• FRAGMENT WĄTKU
■ ■ ■ ■ ■

-
11. Data: 2009-12-10 10:34:25
Temat: Re: kolejny dowód...
Od: Janko Muzykant <j...@w...pl>
Roger from Cracow pisze:
> Sa tam osoby, ktore znaja sie na foto ale dobry material nie
> powstaje na komende i hurra tranzytem po Polsce...
Nie wiem, ale miałem okazję spróbować jak to jest - ten materiał
powstał ostatnio, w pięć dni:
http://www.tymczasowy.neostrada.pl/!/x.jpg
(tylko to zdjęcia specyficzne - trójwymiarowe i będące pierwszymi
ujęciami filmu - stąd nie wszędzie ''akcja'' jest już w kadrze.
Warszawka musi być i musi być taka - sorry).
> Tak w temacie Polski w obiektywie na targach ksiazki wpadl
> mi miedzy innymi album Bujaka o Polsce. Kuzwa ten gosc to
> dopiero niema pojecia o dobrej fotografii. Takiej kupy dawno
> nie ogladalem. Nuda, ze az strach. Przy takich nazwiskach i
> takich knotach czuje sie czasem naprawde dowartosciowany
> swoimi Bieszczadami z Nieba a uwazam sie za bardzo
> przecietnego pstrykacza.
> Przespacerowalem sie po tych targach w poszukiwaniu jakosci
> dobrej fotografi i przyznam szczerze, ze powinnismy sie
> wstydzic. Smutne to.
Bo ludzie dzielą się na takich, którzy lubią robić zdjęcia i robią je
dobrze i na takich, którzy lubią wydawać albumy i wydają je często :)
--
pozdrawia Adam
różne takie tam: www.smialek.prv.pl
/dobrze łączyć przyjemne z pożytecznym, jeszcze lepiej przyjemne z
przyjemnym/
-
12. Data: 2009-12-10 10:34:58
Temat: Re: kolejny dowód...
Od: "Roger from Cracow" <r...@s...pl>
> Sorry, ze troche nie w temacie ale czy moglbys zdradzic jakie wymiary ma
> Twoje studio foto z tego linku?
> http://www.studio-roger.pl/studio1.php
w gruncie nie moje tylko wspolne ze znajomymi
i troche nie mam pojecia ile tam metrow jest. Na szer pewnie
ze 4m +/- 0,5 a na dlugosc to bez problemu cala postac
na FF z obiektywu 85mm i jeszcze za soba mam z
metr do sciany.
Roger
-
13. Data: 2009-12-10 11:16:50
Temat: Re: kolejny dowód...
Od: jurski <j...@p...onet.pl>
> Glupi tytul , glupia teza.
> kokos jak zwykle pieprzy bez sensu.
Nie do końca
> to jest oczywistym ze nie kazde zdjecie jest rownie udane.
> kazdy kto robi dobre zdjecia , robi takze i slabe.
> dobre zdjecie zdaza sie raz na ilesc tam zdjec slabych.
Jeżeli autorzy zdjęć uważają, że te zdjęcia są warte uwagi i pokazują -
to współczuję, a jeżeli widzą, że są słabe to po co pokazują?

■ ■ ■ ■ ■

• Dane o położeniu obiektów

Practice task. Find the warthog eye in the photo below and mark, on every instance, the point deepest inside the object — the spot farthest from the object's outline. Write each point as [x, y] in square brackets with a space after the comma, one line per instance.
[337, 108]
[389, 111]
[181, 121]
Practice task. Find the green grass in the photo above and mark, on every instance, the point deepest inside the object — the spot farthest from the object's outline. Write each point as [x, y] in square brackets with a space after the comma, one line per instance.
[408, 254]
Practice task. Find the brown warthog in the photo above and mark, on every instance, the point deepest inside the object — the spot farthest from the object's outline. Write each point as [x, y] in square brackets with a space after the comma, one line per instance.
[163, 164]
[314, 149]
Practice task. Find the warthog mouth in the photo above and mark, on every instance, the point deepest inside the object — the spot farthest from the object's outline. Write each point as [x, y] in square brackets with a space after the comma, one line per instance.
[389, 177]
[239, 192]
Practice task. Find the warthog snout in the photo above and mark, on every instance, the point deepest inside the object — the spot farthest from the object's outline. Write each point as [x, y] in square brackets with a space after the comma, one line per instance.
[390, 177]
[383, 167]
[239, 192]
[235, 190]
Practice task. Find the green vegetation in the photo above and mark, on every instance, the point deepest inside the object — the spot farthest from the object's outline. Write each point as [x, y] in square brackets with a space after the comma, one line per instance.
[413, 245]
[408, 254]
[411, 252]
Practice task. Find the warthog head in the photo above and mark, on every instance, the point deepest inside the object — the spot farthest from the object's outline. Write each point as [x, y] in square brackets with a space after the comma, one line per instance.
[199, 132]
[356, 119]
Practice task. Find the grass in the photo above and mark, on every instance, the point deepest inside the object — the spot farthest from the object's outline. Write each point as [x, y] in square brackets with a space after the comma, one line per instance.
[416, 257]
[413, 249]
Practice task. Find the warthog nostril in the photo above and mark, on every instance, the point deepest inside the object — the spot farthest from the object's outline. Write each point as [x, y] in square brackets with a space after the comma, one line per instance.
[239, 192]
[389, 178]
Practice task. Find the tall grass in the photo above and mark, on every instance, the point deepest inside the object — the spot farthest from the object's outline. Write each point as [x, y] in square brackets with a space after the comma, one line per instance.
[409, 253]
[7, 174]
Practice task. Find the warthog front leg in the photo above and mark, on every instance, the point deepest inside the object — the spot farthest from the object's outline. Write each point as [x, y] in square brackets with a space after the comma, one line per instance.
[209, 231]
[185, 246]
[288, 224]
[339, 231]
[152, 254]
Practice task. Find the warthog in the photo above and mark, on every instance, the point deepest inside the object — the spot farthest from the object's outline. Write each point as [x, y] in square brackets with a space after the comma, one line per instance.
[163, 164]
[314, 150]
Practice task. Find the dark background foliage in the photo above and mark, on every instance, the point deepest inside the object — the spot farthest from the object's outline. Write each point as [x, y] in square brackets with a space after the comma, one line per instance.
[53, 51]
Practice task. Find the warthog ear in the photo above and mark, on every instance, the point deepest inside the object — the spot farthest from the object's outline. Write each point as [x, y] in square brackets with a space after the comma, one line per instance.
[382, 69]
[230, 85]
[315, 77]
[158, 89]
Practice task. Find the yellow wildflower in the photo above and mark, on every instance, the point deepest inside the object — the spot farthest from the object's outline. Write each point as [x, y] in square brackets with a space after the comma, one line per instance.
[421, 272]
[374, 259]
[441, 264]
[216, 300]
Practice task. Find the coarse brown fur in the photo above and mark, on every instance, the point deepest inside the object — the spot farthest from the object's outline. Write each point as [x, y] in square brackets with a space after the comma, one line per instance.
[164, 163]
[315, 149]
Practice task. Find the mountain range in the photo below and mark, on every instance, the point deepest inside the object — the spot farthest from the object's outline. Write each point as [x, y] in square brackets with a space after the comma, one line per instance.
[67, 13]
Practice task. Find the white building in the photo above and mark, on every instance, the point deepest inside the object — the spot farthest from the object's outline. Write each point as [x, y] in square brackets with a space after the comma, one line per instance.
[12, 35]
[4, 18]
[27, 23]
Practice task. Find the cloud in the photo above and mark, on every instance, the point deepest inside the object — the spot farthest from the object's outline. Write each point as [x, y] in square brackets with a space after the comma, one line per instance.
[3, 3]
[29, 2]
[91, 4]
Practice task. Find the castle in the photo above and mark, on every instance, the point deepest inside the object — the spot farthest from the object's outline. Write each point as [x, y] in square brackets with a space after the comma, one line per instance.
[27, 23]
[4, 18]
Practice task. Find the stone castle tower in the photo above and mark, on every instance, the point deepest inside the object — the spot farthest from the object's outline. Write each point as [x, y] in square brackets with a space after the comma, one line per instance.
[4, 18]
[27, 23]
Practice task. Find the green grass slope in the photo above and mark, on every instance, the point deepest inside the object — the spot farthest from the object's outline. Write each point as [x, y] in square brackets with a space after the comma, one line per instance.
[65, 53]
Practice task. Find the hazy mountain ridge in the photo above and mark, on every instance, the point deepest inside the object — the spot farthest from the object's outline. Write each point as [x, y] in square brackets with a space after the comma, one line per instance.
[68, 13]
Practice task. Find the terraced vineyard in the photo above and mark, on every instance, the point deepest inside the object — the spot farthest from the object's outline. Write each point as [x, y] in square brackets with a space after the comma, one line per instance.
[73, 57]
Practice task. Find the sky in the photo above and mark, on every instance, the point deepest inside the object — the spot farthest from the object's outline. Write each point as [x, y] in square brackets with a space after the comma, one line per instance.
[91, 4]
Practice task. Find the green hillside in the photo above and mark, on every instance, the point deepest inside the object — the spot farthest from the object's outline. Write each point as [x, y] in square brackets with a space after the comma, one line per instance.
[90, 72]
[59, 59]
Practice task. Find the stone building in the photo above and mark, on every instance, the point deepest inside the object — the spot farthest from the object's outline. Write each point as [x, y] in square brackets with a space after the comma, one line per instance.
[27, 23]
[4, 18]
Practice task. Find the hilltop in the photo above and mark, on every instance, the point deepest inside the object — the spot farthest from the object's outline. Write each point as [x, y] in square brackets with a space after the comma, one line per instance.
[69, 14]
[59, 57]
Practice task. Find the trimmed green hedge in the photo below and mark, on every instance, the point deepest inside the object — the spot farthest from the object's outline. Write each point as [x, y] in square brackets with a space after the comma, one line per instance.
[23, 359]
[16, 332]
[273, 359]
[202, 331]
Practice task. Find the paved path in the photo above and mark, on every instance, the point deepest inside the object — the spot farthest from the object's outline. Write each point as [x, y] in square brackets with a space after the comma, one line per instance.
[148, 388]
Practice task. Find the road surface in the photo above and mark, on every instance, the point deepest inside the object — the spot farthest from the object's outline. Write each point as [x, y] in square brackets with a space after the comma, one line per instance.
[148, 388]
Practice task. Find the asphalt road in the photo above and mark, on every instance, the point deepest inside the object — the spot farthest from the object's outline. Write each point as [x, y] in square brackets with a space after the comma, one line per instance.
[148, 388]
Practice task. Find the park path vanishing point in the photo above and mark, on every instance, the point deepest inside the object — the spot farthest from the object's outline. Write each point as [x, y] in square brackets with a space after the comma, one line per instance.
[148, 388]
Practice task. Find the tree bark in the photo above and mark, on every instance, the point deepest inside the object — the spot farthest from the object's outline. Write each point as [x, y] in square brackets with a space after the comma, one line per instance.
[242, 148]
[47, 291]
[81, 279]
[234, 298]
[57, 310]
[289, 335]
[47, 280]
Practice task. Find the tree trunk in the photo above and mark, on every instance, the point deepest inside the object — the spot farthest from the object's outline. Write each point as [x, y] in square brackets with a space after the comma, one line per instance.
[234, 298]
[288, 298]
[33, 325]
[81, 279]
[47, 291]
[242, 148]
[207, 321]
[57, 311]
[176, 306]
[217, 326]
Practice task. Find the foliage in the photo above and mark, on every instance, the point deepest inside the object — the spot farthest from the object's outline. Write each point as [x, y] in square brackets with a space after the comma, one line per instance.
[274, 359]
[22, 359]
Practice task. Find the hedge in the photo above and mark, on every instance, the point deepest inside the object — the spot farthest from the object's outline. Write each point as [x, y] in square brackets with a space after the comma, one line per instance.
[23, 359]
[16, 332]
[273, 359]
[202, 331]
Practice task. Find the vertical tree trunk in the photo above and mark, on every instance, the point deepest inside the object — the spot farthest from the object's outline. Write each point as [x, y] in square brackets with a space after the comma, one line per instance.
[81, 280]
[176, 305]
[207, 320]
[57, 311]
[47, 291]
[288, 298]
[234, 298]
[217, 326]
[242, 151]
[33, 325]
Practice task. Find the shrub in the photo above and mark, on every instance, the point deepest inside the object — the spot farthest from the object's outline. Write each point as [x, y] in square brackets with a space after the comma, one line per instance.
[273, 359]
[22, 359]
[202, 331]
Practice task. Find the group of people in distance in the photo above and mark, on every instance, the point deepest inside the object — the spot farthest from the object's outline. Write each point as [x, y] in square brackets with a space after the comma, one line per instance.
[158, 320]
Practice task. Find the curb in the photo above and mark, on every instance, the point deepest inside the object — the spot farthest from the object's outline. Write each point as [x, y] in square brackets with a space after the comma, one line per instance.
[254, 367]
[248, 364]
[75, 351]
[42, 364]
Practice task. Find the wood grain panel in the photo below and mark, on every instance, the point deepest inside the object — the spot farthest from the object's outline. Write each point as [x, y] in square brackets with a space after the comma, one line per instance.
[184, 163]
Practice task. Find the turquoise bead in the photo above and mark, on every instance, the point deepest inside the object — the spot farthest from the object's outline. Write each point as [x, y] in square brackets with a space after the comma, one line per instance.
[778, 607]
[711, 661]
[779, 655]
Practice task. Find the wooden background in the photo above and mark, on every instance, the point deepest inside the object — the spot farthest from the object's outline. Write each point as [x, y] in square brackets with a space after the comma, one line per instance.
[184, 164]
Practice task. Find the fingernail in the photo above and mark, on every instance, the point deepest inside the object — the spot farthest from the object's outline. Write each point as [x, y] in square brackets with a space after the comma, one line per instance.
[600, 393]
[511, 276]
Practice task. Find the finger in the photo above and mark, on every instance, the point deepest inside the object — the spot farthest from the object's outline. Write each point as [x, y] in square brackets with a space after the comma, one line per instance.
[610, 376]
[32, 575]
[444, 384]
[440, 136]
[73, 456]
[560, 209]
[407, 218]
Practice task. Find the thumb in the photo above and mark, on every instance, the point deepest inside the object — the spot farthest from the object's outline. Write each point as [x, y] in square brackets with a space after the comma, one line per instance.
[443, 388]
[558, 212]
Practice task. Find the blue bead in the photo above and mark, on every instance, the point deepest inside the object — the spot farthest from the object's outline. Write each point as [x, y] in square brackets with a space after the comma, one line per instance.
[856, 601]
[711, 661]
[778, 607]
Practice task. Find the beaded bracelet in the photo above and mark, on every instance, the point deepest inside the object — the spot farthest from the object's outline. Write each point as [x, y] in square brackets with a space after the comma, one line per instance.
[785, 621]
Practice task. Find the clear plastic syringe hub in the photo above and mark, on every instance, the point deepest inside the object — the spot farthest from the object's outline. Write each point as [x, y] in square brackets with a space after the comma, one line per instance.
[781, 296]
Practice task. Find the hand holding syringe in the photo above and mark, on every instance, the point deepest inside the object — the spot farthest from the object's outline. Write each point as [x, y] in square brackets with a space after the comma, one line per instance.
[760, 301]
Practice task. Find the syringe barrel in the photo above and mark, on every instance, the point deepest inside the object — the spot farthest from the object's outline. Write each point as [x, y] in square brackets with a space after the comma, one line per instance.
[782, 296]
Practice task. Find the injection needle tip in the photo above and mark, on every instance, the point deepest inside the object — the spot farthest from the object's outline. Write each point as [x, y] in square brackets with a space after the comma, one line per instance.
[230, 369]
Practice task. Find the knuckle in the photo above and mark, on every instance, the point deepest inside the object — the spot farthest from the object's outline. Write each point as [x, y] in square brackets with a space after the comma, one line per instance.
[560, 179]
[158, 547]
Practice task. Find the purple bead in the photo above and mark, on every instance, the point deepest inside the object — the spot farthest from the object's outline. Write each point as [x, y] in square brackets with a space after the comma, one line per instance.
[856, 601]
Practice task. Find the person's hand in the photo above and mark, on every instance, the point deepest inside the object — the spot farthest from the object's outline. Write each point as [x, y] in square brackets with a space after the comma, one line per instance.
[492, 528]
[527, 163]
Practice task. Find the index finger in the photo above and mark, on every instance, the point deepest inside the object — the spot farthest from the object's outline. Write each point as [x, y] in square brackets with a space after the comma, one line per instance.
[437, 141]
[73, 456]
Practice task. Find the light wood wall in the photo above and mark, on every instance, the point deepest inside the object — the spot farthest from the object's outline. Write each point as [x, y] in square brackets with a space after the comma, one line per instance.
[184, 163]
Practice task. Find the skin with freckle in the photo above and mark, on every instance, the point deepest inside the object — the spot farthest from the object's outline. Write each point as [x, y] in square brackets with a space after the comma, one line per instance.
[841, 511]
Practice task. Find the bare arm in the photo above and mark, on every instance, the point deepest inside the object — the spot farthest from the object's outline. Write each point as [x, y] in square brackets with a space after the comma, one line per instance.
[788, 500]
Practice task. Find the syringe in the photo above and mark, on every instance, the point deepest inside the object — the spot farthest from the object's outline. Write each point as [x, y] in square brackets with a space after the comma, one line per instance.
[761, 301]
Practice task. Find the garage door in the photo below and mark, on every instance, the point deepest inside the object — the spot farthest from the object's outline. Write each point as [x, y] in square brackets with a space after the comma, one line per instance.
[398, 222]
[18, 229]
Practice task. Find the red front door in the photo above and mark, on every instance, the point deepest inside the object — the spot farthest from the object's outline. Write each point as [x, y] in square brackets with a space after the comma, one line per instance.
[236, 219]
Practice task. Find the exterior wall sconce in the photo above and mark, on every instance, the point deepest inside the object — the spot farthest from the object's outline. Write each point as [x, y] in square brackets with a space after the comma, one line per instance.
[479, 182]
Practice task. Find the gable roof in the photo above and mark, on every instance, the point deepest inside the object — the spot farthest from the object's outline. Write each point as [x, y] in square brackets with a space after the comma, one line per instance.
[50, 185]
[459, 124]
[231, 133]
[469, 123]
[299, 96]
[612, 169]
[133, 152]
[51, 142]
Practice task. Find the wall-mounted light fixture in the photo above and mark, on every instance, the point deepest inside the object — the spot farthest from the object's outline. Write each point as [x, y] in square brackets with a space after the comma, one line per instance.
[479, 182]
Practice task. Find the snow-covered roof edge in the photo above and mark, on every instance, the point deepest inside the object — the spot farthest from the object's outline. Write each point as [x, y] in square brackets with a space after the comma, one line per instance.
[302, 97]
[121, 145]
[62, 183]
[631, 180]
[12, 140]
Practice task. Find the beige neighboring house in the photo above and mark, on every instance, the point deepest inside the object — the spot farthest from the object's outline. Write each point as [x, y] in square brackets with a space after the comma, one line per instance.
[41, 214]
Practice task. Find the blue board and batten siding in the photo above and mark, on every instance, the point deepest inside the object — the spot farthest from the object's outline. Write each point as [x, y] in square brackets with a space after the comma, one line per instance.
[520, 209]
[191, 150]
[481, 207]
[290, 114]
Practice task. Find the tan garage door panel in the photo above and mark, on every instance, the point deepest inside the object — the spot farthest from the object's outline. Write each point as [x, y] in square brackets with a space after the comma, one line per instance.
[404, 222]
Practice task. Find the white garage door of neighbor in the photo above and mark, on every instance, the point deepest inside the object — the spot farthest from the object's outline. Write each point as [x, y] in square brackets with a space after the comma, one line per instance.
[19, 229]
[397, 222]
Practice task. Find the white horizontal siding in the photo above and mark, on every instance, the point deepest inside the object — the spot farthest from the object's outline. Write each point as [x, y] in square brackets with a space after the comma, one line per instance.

■ ■ ■ ■ ■

• ĆWICZENIA
1 – Według wątku, w ile dni powstał materiał, o którym mowa przy słowach „ten materiał powstał ostatnio”?
2 – Na podstawie wątku wyjaśnij, dlaczego na zdjęciach spod podanego linku nie wszędzie „akcja” jest już w kadrze.
Wiersze nie są tu potrzebne.

• ROZWIĄZANIA ZADAŃ
1 – W pięć dni.

2 – To zdjęcia specyficzne: są trójwymiarowe i są pierwszymi ujęciami filmu.